begin Material provided

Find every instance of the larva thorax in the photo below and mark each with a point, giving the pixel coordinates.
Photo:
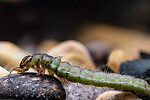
(74, 73)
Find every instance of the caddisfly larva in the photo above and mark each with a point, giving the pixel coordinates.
(76, 74)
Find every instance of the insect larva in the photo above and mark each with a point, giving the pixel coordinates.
(76, 74)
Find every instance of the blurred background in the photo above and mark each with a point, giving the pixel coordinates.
(28, 22)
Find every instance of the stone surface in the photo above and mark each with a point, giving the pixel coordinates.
(28, 86)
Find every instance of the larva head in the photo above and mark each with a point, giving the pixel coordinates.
(25, 61)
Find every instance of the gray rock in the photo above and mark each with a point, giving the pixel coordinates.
(28, 86)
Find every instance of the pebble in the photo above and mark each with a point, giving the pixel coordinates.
(116, 57)
(28, 86)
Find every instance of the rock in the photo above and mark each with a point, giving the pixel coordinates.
(99, 51)
(46, 45)
(117, 95)
(144, 55)
(77, 91)
(73, 52)
(28, 86)
(10, 54)
(115, 58)
(136, 68)
(3, 72)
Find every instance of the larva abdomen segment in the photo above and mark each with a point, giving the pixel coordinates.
(101, 79)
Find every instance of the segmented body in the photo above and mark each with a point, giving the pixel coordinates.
(76, 74)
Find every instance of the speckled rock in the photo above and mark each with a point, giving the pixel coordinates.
(77, 91)
(28, 86)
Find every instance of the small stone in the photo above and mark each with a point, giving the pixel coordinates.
(3, 72)
(99, 51)
(73, 52)
(136, 68)
(116, 57)
(28, 86)
(117, 95)
(144, 55)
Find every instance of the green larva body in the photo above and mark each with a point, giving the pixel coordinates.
(76, 74)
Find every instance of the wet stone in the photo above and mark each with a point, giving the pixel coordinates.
(28, 86)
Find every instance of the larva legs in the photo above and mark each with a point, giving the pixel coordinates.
(101, 79)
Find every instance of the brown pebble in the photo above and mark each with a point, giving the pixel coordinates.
(74, 52)
(99, 51)
(117, 95)
(116, 57)
(28, 86)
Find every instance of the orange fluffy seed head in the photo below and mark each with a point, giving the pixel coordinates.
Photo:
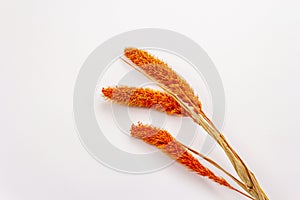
(164, 140)
(145, 98)
(164, 75)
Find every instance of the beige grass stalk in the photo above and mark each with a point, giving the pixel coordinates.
(159, 72)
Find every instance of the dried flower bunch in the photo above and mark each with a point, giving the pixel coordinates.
(179, 99)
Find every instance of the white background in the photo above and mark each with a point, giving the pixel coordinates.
(255, 46)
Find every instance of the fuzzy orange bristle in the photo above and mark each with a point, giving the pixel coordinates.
(144, 97)
(163, 74)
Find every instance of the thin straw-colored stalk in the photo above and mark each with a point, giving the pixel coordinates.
(169, 145)
(144, 97)
(168, 80)
(148, 98)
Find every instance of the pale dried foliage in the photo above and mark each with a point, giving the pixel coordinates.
(180, 90)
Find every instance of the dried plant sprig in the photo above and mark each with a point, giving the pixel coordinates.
(144, 97)
(176, 86)
(163, 74)
(169, 145)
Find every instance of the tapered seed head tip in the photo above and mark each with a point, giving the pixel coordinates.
(107, 92)
(151, 135)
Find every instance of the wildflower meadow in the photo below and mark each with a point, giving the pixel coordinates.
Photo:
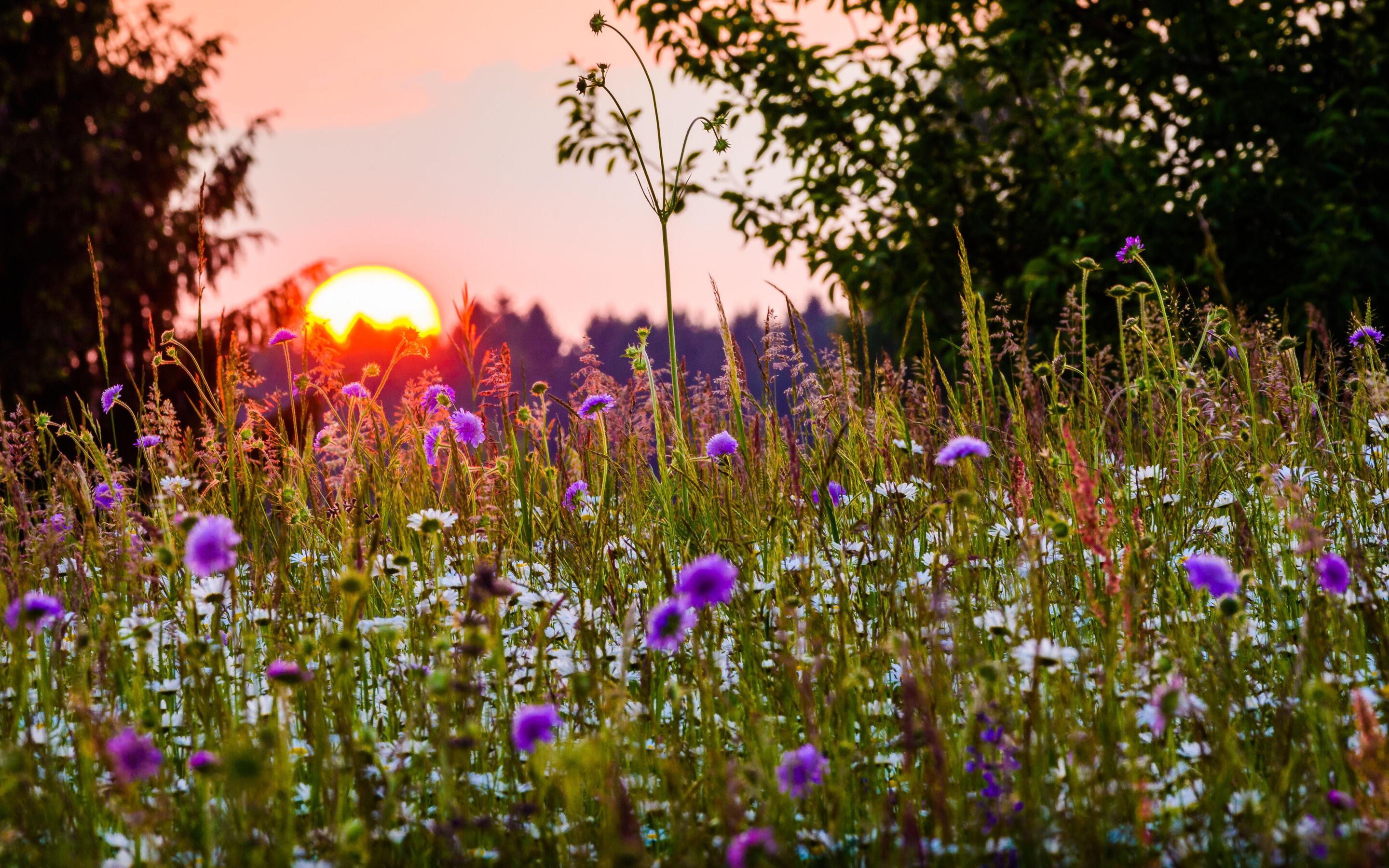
(1113, 597)
(1115, 603)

end Material provided

● **What you should do**
Render the records above as a two-column CSV with the columns "query" and "points". Give one row for each request, with its text and its answer each in a single quoted field and line breaks replaced by spaces, and leave the pictures out.

● **Full output**
query,points
"Find every instance of the larva thorax in the photo below and mark each with a point, giving the pixel coordinates. Photo:","(74, 73)"
"Find every instance of the caddisfly larva in the photo above and mark each with a point, giving the pixel coordinates.","(76, 74)"
"Find every instance of the insect larva in the photo above and mark each with a point, giving the pixel coordinates.","(76, 74)"
"Find every instance of the blurred background in the photo above and mark each with a point, giving the pixel coordinates.","(28, 22)"
"Find every instance of the stone surface in the photo above and mark each with a point, giving the pixel coordinates.","(28, 86)"
"Find every instance of the larva head in the photo above and mark each with a point, giving the pixel coordinates.","(25, 61)"
"Find every instance of the gray rock in the photo above and mark each with a point, giving the pixel coordinates.","(28, 86)"
"Find every instance of the pebble in the photo above and mark each with a point, giving the pixel coordinates.","(116, 57) (28, 86)"
"Find every instance of the rock in the photo above and mark each with a point, giving the pixel coordinates.","(99, 51) (46, 45) (117, 95) (144, 55) (77, 91) (73, 52) (28, 86) (10, 54) (115, 58) (136, 68) (3, 72)"
"Find every instance of the larva abdomen segment in the photo above and mark each with a point, giving the pixel coordinates.","(101, 79)"
"Find every instance of the segmented body in the photo above and mark each with a point, giving the pixel coordinates.","(76, 74)"
"Find every instance of the speckled rock in the photo above and mark each with a point, giving the pixel coordinates.","(77, 91) (28, 86)"
"Find every instance of the small stone in the photo above and mark each with a point, giving the pixel coordinates.","(3, 72) (99, 51) (73, 52) (136, 68) (116, 57) (28, 86) (117, 95) (144, 55)"
"Find every instance of the green larva body in the photo above and mark each with a point, giving the pixel coordinates.","(76, 74)"
"Find every instance of the wet stone in the photo above and mark each with a point, giving the pixel coordinates.","(28, 86)"
"Find every instance of the larva legs in the photo above and mark each with a point, giving the pixel coordinates.","(101, 79)"
"Find every instance of the brown pebble in the photo above and mark each with a point, giving the pixel coordinates.","(74, 52) (99, 51) (117, 95) (116, 57) (28, 86)"
"Find every instance of the orange fluffy seed head in the photo below and mark each with a point, giving the pixel coordinates. Photo:","(164, 140) (145, 98) (164, 75)"
"Find every instance of the beige grass stalk in the photo above and mark each with a point, giving the pixel coordinates.","(159, 72)"
"Find every instance of the dried flower bunch in the photo above and mark each with a point, giving the pixel coordinates.","(179, 99)"
"Find every instance of the white background in the photo above and mark each with a point, giving the pixel coordinates.","(255, 46)"
"Find every instance of the fuzzy orange bristle in the photo above and mark each with a point, giving the pixel coordinates.","(144, 97) (163, 74)"
"Find every instance of the thin straw-colored stalk in the photo above and mark each with a point, giving the pixel coordinates.","(169, 145) (144, 97) (168, 80) (148, 98)"
"Find every instance of the pale dried foliage in the photo above and mark each with a point, giving the pixel coordinates.","(180, 90)"
"Find every instance of the dried plant sprig in the photo above and mark each with a point, giving the pixel coordinates.","(144, 97) (176, 86) (163, 74) (169, 145)"
"Find every instance of the tapered seed head tip in the photo above and mark each with a point, giving the pixel coordinates.","(107, 92) (151, 135)"
"Find every instance of the wildflower meadow in the photo below and mark each with a point, giving the pixel coordinates. Photo:","(1113, 597) (1115, 603)"